(Records from a data collection)
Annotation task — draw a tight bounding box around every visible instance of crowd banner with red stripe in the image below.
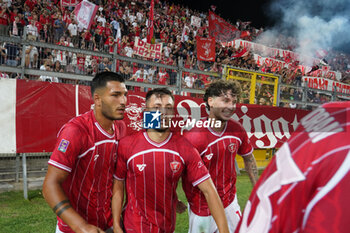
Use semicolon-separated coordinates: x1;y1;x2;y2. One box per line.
208;11;241;42
0;78;16;153
196;36;215;61
0;79;308;153
221;39;342;80
147;0;154;43
302;76;350;95
74;0;98;29
61;0;78;7
191;15;202;28
133;37;163;60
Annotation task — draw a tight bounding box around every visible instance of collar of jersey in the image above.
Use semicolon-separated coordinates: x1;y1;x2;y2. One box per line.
208;121;228;137
143;131;173;147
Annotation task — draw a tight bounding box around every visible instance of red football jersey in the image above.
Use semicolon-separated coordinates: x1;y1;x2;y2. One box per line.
49;110;126;232
182;119;253;216
236;102;350;233
114;131;210;232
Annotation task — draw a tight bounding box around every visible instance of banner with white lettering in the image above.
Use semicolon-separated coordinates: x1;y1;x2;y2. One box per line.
191;15;202;28
4;80;308;153
302;76;350;95
196;36;215;61
254;54;340;80
61;0;78;7
133;37;162;60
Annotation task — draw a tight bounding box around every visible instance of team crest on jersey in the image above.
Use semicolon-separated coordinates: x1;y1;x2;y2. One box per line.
170;161;181;173
57;139;69;153
228;143;237;153
198;161;204;168
136;164;146;172
205;153;213;160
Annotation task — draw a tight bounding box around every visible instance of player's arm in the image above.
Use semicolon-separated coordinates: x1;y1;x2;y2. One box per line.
243;153;259;186
198;178;229;233
43;165;104;233
112;179;124;233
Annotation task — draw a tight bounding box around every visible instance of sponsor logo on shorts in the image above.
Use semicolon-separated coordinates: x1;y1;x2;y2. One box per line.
205;153;213;160
136;164;146;172
58;139;69;153
170;161;181;173
228;143;237;153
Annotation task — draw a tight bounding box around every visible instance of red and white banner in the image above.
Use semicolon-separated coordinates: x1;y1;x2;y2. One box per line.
0;79;308;153
254;54;341;80
147;0;154;43
133;37;162;60
196;36;215;61
61;0;78;7
208;11;241;42
303;76;350;95
74;0;98;29
191;15;202;28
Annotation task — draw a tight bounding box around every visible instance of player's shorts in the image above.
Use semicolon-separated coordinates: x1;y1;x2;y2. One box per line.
188;195;242;233
55;224;113;233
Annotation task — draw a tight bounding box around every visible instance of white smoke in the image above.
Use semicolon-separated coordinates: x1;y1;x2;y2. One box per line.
256;0;350;65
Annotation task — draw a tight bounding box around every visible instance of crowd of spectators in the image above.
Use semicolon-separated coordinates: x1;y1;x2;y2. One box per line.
0;0;350;105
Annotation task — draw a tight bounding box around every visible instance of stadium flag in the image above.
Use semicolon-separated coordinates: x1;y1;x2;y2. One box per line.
196;36;215;61
74;0;98;29
61;0;78;7
231;48;249;58
208;11;241;42
147;0;154;43
316;49;328;59
181;24;190;42
241;30;250;38
191;15;202;28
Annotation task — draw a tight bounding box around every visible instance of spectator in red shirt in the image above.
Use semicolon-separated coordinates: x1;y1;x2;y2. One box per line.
0;3;10;36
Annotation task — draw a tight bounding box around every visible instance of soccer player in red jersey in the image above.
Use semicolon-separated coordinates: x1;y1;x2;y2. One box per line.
112;88;228;233
43;72;127;233
182;80;258;233
236;102;350;233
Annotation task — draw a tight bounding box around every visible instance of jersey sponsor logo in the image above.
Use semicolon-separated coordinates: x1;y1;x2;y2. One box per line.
136;164;146;172
228;143;237;153
205;153;214;160
198;161;204;168
170;161;181;173
143;110;162;129
58;139;69;153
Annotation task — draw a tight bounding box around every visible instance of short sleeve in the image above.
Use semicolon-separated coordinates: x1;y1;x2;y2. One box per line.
48;124;86;172
182;140;210;186
237;126;254;156
113;140;127;180
115;120;126;140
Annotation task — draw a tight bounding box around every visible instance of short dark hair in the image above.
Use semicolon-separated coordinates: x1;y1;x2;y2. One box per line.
90;71;125;95
146;87;175;103
203;79;242;110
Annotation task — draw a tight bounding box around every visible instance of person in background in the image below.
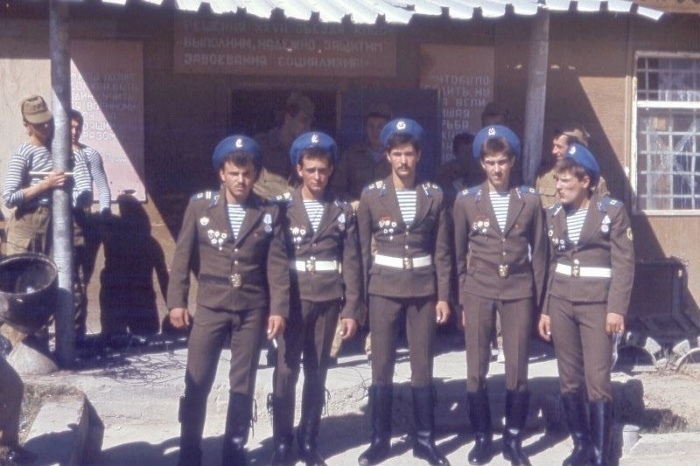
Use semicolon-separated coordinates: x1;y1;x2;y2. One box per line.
167;135;289;466
453;125;547;466
539;143;635;466
357;118;452;466
69;109;112;341
535;123;610;209
254;92;316;199
270;132;362;466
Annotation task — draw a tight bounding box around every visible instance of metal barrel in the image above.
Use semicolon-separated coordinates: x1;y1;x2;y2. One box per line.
0;253;58;335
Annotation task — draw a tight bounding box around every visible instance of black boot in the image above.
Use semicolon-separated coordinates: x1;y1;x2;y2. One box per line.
411;387;450;466
467;390;493;465
221;393;253;466
588;400;612;466
270;397;295;466
503;390;530;466
358;385;394;466
561;392;591;466
297;380;326;466
177;396;207;466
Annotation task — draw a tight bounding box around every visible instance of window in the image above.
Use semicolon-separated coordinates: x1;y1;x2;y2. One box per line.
633;52;700;214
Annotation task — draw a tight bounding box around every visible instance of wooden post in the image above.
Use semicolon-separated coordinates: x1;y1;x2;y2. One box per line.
49;0;75;367
523;9;549;186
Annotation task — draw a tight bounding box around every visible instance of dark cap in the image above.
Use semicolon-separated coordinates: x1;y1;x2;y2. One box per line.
382;118;423;147
472;125;520;160
565;144;600;186
287;92;316;117
211;135;262;170
289;131;338;167
22;95;53;125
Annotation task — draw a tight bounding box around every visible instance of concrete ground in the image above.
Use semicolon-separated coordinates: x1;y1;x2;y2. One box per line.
19;334;700;466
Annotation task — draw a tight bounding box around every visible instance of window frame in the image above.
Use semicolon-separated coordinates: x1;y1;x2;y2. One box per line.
629;50;700;217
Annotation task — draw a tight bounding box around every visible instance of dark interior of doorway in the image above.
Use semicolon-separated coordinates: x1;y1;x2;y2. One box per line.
229;89;336;137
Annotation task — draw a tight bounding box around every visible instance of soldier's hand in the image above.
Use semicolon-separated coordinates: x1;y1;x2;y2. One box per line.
605;312;625;335
537;314;552;341
340;319;357;340
435;301;450;325
168;307;190;330
267;316;284;340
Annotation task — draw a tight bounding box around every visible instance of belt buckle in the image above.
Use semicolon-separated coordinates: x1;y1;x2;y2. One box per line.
304;257;316;273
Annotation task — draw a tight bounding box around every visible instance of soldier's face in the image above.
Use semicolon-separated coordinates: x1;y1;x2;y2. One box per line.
552;134;569;160
297;156;333;199
554;170;591;208
219;161;258;204
365;116;388;148
481;152;515;191
387;142;420;179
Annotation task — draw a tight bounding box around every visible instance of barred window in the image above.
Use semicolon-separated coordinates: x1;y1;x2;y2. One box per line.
632;52;700;214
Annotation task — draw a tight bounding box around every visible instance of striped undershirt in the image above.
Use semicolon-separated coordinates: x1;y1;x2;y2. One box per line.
304;199;323;231
2;142;53;208
74;144;111;212
226;204;245;238
489;191;510;231
566;207;588;244
396;189;416;225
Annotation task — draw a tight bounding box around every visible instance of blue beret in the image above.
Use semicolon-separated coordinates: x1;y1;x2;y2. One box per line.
289;131;338;167
382;118;423;148
472;125;520;160
565;144;600;186
211;135;262;170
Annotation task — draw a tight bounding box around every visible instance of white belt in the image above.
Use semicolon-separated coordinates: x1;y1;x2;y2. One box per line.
554;263;612;278
374;254;433;270
289;258;340;272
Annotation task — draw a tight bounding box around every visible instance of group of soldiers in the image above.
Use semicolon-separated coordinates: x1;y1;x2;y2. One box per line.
167;108;634;465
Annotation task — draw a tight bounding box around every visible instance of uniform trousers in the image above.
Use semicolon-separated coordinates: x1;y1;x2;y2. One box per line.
5;206;51;256
185;306;267;409
369;295;436;388
0;357;24;446
274;300;341;400
548;296;612;401
463;293;532;393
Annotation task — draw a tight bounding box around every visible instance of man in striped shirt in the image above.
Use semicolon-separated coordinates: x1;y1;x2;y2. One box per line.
270;131;362;466
454;125;547;466
2;95;68;255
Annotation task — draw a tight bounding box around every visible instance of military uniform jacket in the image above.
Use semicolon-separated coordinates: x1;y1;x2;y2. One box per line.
357;176;452;301
167;189;289;317
453;182;547;306
545;194;634;315
275;188;362;320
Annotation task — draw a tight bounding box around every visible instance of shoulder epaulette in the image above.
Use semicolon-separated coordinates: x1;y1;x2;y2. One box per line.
457;186;481;199
190;191;218;201
421;181;442;195
517;184;538;196
272;191;292;204
362;180;384;193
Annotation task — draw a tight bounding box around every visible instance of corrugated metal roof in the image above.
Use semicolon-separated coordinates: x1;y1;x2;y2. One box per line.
103;0;663;24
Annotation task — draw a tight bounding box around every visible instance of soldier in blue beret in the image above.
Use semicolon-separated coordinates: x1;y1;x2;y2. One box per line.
357;118;452;466
539;144;634;466
270;131;362;466
167;135;289;466
454;125;547;466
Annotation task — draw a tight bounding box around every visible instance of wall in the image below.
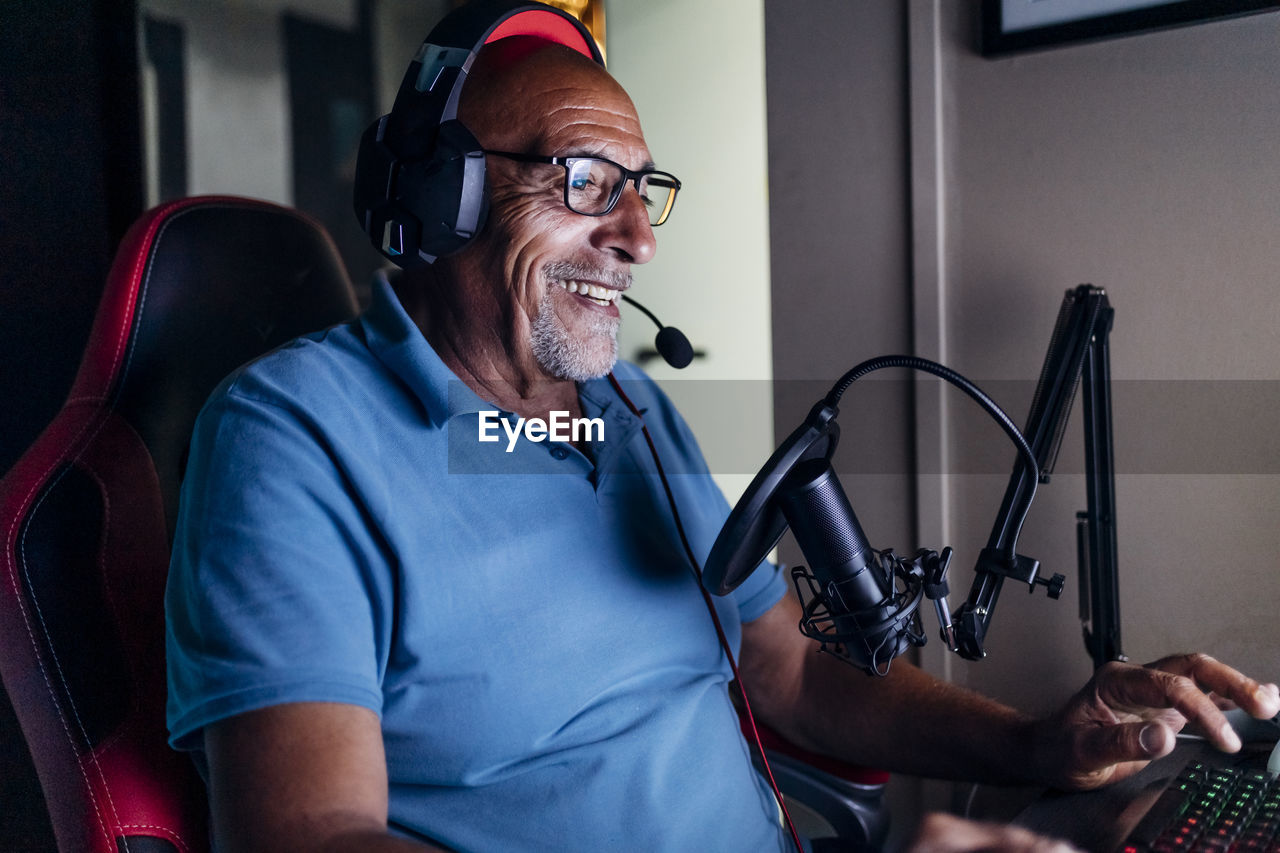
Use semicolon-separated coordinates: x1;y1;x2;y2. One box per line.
605;0;773;500
765;0;1280;816
913;3;1280;708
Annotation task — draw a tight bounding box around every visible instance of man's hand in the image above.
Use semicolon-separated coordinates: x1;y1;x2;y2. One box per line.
1036;654;1280;790
906;813;1076;853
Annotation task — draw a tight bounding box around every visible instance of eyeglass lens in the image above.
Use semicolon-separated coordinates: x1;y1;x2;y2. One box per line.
564;158;676;225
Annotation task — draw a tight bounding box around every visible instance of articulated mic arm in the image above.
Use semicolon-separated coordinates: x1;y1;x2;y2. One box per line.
952;284;1124;666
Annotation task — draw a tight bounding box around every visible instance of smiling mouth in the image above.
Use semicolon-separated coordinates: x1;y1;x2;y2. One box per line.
556;279;622;305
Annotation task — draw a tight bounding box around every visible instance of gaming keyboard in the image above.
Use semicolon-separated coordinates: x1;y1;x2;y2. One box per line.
1120;761;1280;853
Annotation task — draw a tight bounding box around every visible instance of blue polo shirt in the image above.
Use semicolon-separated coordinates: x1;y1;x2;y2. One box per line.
166;277;786;853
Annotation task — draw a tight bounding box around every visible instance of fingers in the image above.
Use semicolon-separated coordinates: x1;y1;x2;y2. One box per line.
1096;654;1280;757
906;813;1076;853
1147;654;1280;717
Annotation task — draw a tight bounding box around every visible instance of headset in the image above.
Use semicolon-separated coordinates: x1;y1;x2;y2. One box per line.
353;0;604;269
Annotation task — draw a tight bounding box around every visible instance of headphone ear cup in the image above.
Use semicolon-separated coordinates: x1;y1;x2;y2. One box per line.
396;120;489;263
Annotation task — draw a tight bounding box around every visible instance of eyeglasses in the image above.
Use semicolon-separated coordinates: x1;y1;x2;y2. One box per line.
485;149;680;225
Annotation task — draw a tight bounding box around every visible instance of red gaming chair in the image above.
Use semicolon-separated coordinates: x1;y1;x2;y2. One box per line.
0;196;887;853
0;196;356;853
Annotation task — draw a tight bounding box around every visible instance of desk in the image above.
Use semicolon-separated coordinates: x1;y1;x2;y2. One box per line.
1012;740;1274;853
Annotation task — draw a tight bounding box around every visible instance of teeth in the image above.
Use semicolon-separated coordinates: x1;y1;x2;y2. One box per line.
557;279;620;305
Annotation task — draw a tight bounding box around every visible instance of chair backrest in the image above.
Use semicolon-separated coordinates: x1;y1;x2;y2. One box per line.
0;196;356;853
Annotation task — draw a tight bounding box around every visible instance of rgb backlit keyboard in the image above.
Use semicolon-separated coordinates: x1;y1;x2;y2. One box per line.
1120;761;1280;853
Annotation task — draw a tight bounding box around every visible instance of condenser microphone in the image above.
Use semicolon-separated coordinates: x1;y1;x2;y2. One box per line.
622;293;694;370
778;457;919;675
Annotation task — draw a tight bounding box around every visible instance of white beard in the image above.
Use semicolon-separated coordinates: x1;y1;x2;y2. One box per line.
531;287;618;382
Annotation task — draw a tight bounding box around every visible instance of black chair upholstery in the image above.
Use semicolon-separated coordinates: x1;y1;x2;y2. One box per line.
0;196;356;853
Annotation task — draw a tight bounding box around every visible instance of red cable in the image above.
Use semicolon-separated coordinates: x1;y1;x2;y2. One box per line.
609;373;804;853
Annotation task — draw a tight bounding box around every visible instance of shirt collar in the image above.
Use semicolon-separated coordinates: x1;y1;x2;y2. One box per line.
360;275;494;427
360;275;640;469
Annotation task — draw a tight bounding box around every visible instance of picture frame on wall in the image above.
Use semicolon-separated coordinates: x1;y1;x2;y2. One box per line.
979;0;1280;56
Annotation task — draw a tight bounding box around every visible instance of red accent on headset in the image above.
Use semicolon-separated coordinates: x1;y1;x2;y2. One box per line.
484;9;595;61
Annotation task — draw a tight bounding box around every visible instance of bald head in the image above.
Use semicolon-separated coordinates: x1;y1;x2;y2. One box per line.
458;36;643;154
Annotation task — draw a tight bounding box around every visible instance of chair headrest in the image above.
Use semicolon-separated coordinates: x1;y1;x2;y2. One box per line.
72;196;356;532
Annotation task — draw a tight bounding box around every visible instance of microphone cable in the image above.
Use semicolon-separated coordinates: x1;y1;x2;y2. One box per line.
609;371;804;853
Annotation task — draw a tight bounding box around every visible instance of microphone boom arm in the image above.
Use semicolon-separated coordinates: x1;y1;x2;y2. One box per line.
954;284;1124;666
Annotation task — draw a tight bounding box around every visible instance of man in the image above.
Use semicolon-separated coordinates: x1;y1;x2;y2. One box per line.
169;8;1280;850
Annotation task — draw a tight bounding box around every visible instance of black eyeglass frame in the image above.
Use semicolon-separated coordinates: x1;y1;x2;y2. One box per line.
481;149;680;228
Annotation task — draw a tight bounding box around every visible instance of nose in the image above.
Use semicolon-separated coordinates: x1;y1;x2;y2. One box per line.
593;182;658;264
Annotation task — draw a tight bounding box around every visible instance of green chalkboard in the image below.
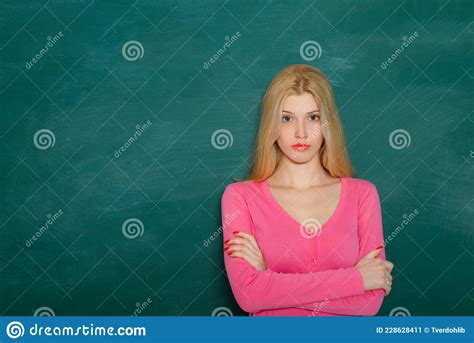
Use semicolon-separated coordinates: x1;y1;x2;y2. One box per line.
0;0;474;316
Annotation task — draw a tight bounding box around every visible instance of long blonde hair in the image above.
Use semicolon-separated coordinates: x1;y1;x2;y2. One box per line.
234;64;354;182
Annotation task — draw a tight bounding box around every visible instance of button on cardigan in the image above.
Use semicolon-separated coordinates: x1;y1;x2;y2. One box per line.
221;177;386;316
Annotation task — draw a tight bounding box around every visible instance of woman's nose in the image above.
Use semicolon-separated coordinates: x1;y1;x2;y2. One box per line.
295;123;306;139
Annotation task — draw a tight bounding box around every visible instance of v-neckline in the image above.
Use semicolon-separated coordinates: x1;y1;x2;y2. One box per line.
263;177;346;234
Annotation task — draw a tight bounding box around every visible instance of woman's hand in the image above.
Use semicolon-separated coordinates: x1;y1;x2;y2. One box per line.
356;248;393;296
224;231;267;271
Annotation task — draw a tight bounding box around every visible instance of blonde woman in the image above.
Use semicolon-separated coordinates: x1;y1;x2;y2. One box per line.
222;64;393;316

**JOB**
Render the lines from the start through the line holding "112;179;124;233", inclusive, as a two-column CSV headed request and answer, one row per request, with each field quoted and its line breaks replaced by spaces. Omit the pictures.

**WRITTEN SOLUTION**
request,answer
"Annotation task — draw a tight bounding box around every visible instance of crowd banner with red stripe in the image below. Use semicolon-separated coordinates: x1;y1;x2;y2. One box per line.","208;11;241;42 0;78;16;153 196;36;215;61 0;79;308;153 221;39;342;80 147;0;154;43 302;76;350;95 74;0;98;29 61;0;78;7 191;15;202;28 133;37;163;60"
"Annotation task — draw a tight bounding box around every visible instance of collar of jersey in the image above. Use semicolon-separated coordinates: x1;y1;x2;y2. One box per line.","208;121;228;137 143;131;173;147"
"Annotation task — draw a tight bounding box around every visible instance of red football jersey in the image above. Use semicolon-separated coordinates: x1;y1;x2;y2. One box per line.","49;110;126;232 182;119;253;216 236;102;350;233 114;131;210;232"
"Annotation task — draw a tight bounding box around every visible instance of banner with white lettering in the image above. Use semicolon-separated coordinates: x1;y1;x2;y2. One box per line.","191;15;202;28 4;80;308;153 302;76;350;95 196;36;215;61 254;54;340;80 61;0;78;7 133;37;162;60"
"Annotation task — draw a tight bounding box around every visible instance of team crest on jersey in the image above. Use semicolon-separated coordinates: x1;y1;x2;y2. One box per line.","170;161;181;173 57;139;69;153 228;143;237;153 198;161;204;168 136;164;146;172 205;153;213;160"
"Annotation task — draw a tight bounding box around every visible instance of player's arm in the image above. Use semicolon-separated coordinates: x1;y1;x2;y2. One box per line.","243;153;259;186 198;178;229;233 43;165;104;233 112;179;124;233"